ECS back and forth

Hierarchies aren’t a nightmare anymore. No matter if all you want is to go from the leaves to the root of a tree, to visit a fixed number of children or to support an unconstrained model where all the entities can have an unlimited amount of children. There exists a solution for all the cases.
The bad news are that these solutions don’t give guarantees on how the children of an entity are laid out and therefore to visit them we can incur in a few extra jumps we didn’t expect.

With this post I’ll try to explore a few alternatives to face somehow this problem and to reduce or even eliminate the jumps around in memory.

If you haven’t done it yet, read the previous part about hierarchies before to continue. It will help to fully understand this one.

Introduction

In the previous post, we’ve seen that there exists a component type that can be used to fully support both trees and graphs and therefore hierarchies in general.

One of the most interesting aspects of this type is that it allows to construct an implicit list in the set of components. Because of this, we don’t need to set up and to maintain a secondary data structure to keep track of our hierarchies nor to make use of dynamic allocations to host more and more children as the time passes. This is particularly useful when you want to use per-type pools because it’s transparent from the point of view of the data structure.
On the other hand, there is also no guarantee that all the children are tightly packed in memory, unless actions are taken in this regard. It can happen in fact that nodes with different parents are interleaved.

First and foremost, note that this may not even be a problem. So before you go crazy trying to order things just to save a few nanoseconds, think carefully about whether a sorted pool is really something you need. Otherwise, move on.
Too often too many people focus too much on non-existent problems. If you are not among them and ordering a pool is really what you need, read on in the hope of finding some interesting ideas.

To be able to discuss a few points with some code that is as close as possible to a real world case, I’ll use a couple of libraries available from GitHub: EnTT and Flecs.
The snippets in the following sections will use the terminology of these libraries. It shouldn’t be complicated to bring the examples back to any other library that is at least designed around the same principles.

Go further, go faster

So far, so good. We have our hierarchy and it’s constructed directly within the pool of a given component. It means that there is nothing faster than this when we decide to iterate all the instances of that component, because they are all tightly packed in a single array (at least with EnTT).
Furthermore, we have a solution that adds nothing in terms of complexity to our container, which remains completely transparent and unaware of our work.

What’s the problem then? Intuitively, the jumps aren’t reduced to a minimum when we decide to visit all the children of a given entity. This is due to the fact that these entities (and their components) aren’t necessarily close to each other by construction.
Even worse, when we visit the entities and their components there is no certainty that the parents are returned before their children and that a tree is therefore visited starting from the root and down to the leaves, one level at a time in a breadth first approach (that is what we usually want).

Fortunately, if your ECS allows sorting (and EnTT does it because of how sparse sets work), we can go a bit further on this aspect and sort things in such a way that our entities and their components are laid out in a manner that is at least convenient.

-- Dataset entries --

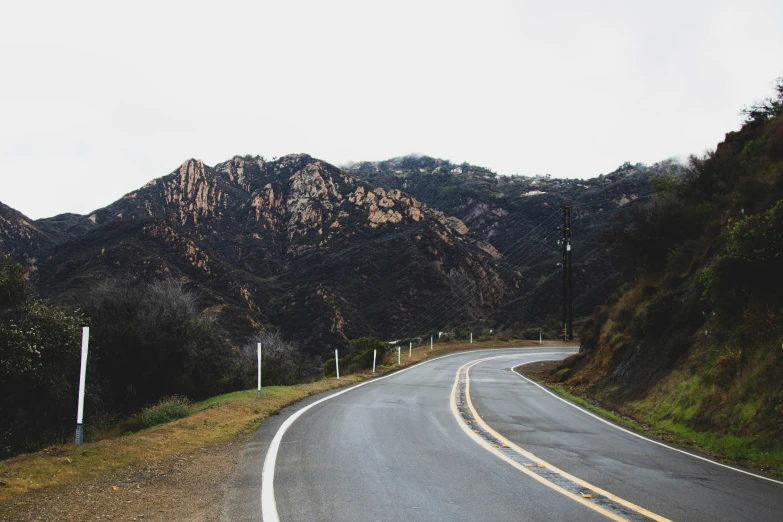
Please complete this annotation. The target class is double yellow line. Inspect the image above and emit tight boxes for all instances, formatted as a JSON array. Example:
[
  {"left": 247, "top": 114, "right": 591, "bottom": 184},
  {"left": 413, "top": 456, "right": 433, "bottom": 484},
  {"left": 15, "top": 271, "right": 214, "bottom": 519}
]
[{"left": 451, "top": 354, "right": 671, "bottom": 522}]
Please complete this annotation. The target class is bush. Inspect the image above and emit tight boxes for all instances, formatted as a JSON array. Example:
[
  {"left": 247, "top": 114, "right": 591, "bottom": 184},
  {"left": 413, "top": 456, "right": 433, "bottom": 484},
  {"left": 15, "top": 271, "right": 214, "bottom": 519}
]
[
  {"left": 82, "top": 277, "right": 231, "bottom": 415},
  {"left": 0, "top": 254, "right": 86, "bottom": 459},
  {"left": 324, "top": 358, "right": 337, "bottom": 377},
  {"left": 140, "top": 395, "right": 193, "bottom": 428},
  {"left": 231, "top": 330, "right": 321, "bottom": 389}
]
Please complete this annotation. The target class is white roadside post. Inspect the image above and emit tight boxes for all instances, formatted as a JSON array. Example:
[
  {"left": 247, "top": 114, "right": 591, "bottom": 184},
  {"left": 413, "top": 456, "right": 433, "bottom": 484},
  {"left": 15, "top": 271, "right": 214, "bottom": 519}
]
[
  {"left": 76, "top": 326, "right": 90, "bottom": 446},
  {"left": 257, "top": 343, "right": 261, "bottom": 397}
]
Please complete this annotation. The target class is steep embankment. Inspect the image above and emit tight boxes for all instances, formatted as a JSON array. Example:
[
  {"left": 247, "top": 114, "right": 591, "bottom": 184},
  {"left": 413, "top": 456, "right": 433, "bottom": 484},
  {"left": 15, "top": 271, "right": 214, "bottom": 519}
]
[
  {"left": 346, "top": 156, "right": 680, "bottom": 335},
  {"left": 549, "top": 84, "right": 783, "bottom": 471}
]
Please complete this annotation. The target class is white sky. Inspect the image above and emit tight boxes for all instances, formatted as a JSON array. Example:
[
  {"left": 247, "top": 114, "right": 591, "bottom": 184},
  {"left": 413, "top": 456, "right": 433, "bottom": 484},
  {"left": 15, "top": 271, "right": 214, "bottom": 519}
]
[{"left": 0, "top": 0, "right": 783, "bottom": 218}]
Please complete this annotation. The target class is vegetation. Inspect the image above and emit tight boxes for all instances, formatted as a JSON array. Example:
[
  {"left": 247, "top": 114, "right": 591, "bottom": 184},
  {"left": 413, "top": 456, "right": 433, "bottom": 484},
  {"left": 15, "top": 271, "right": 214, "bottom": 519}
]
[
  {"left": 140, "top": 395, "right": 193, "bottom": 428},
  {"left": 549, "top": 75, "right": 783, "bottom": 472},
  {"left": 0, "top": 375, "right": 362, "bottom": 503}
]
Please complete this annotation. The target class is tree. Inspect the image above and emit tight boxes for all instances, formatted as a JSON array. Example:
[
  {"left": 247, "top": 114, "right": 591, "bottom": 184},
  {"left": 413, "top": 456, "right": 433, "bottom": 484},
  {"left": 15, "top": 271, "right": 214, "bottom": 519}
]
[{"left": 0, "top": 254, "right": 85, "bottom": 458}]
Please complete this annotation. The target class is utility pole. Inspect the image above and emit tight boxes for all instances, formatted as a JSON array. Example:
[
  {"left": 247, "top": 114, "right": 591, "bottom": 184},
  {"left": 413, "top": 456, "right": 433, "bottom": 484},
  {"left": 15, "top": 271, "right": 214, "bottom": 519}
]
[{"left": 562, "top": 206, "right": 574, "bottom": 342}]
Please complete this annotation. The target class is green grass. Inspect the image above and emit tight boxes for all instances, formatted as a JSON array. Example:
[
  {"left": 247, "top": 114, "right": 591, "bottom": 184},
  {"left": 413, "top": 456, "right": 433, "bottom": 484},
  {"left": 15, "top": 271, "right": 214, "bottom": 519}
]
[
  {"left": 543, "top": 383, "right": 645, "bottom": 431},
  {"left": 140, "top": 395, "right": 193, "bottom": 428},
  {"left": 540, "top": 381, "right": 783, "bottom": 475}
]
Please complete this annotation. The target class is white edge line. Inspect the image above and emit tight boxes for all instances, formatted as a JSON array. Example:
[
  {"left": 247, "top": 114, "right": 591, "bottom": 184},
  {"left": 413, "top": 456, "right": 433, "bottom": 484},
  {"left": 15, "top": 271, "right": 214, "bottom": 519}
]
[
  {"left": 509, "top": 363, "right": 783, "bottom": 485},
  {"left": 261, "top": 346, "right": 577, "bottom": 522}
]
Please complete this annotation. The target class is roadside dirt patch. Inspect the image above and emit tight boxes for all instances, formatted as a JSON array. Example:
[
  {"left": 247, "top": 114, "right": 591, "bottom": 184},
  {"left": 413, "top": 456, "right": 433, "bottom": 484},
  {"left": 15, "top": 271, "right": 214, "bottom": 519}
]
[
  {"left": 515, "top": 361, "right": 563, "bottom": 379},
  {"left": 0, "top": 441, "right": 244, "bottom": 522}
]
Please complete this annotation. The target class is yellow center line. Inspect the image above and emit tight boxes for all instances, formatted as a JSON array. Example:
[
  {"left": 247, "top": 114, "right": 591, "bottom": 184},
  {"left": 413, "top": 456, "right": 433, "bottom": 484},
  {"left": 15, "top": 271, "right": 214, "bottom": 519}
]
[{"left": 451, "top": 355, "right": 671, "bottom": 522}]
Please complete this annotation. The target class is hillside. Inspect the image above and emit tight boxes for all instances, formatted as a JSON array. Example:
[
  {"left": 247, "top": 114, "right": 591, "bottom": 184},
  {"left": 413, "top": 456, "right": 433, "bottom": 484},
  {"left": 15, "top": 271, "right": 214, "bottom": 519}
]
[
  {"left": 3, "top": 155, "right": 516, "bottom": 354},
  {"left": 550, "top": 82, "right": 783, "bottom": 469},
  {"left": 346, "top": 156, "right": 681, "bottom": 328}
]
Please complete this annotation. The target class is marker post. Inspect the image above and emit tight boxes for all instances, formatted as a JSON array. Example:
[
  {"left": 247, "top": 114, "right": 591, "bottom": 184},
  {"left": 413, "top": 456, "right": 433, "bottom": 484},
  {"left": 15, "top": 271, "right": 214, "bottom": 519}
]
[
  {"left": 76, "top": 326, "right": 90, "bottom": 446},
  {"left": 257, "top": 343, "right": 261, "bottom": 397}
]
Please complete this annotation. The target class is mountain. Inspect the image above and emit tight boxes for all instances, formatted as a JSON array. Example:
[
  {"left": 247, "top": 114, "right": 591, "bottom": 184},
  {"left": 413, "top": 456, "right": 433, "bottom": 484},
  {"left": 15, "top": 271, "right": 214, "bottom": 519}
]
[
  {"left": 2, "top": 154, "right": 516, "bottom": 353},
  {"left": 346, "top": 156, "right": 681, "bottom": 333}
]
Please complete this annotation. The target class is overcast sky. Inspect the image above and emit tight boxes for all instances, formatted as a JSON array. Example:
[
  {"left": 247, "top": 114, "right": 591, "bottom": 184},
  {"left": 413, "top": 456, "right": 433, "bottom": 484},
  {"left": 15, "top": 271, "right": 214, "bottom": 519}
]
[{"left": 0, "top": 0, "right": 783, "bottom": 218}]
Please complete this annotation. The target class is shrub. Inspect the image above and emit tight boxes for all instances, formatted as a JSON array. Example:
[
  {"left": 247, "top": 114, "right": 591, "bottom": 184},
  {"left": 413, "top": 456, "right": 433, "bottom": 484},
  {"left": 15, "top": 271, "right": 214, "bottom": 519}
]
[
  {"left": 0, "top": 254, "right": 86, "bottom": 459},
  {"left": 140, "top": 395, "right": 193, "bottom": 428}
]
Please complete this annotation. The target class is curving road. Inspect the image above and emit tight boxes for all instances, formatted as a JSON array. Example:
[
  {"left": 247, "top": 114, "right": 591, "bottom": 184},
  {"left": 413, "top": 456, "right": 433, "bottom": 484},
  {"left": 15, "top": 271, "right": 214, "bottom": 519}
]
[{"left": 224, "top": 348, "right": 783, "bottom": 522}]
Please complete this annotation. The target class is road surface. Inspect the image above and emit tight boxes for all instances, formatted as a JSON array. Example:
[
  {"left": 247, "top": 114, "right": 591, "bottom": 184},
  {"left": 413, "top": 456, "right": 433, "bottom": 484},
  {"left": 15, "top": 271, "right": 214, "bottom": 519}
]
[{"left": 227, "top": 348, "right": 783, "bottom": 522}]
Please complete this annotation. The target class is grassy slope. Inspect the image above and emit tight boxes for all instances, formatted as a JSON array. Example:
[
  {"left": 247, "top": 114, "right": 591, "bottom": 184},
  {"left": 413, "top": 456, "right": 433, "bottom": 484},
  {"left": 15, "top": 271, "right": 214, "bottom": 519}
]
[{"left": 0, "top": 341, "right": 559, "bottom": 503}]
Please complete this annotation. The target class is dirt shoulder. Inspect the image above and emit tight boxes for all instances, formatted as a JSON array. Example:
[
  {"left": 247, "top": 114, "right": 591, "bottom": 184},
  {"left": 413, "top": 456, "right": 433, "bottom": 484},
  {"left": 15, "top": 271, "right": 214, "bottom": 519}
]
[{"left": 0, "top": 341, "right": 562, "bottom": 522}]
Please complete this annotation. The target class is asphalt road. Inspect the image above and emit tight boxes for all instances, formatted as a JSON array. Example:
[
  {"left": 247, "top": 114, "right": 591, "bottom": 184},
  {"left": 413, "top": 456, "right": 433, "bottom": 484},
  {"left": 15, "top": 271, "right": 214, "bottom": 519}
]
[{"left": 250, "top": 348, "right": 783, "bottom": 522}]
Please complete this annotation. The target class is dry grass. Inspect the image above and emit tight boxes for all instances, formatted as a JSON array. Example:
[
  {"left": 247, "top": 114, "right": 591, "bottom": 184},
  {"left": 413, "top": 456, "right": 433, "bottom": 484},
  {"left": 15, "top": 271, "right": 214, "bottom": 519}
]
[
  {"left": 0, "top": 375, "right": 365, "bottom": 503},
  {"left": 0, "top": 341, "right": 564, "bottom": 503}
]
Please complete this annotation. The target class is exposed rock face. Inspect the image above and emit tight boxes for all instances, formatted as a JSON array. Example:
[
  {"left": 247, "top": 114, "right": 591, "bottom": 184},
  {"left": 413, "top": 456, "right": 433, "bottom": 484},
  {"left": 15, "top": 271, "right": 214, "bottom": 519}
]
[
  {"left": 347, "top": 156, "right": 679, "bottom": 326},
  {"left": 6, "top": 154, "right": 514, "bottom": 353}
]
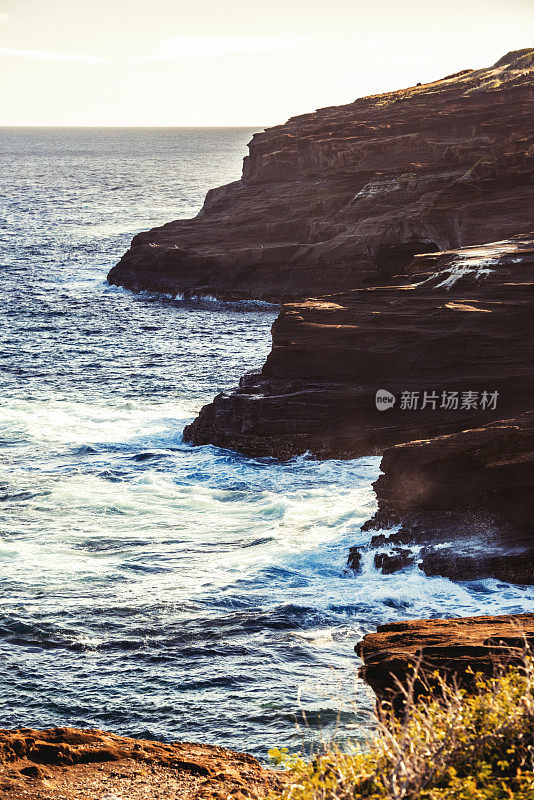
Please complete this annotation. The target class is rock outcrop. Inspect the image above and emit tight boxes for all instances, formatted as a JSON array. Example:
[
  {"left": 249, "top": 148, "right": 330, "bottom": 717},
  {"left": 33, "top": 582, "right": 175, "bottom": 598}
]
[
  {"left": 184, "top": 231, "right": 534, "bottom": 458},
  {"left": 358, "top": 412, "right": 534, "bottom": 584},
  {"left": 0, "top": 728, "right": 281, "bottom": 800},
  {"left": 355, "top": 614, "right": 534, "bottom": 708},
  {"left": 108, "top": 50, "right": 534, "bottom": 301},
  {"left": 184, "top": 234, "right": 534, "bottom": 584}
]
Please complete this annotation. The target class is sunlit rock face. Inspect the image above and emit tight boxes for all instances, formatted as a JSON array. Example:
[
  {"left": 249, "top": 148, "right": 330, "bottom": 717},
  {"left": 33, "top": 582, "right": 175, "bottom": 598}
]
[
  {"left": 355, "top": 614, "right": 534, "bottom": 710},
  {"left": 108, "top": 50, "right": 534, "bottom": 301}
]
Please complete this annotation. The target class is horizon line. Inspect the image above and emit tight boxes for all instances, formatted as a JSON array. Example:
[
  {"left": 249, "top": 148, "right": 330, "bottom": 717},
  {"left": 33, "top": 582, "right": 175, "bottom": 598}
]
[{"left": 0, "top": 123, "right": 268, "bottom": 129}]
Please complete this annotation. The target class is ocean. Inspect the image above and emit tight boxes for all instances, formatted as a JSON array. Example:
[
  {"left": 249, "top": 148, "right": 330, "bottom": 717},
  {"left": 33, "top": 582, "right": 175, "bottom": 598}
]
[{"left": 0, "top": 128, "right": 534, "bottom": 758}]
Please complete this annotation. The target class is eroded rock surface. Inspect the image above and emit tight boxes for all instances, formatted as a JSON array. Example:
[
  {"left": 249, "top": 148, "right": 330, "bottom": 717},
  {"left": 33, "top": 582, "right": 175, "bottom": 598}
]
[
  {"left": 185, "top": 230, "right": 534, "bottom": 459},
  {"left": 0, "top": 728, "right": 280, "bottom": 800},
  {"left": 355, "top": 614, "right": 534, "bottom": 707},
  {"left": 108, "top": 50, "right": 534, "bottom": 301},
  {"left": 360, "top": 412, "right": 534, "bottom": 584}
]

-- Set exercise --
Reproduce the part of the ECS hierarchy post above from "So far, so good." to "least with EnTT).".

-- The completed task --
So far, so good. We have our hierarchy and it’s constructed directly within the pool of a given component. It means that there is nothing faster than this when we decide to iterate all the instances of that component, because they are all tightly packed in a single array (at least with EnTT).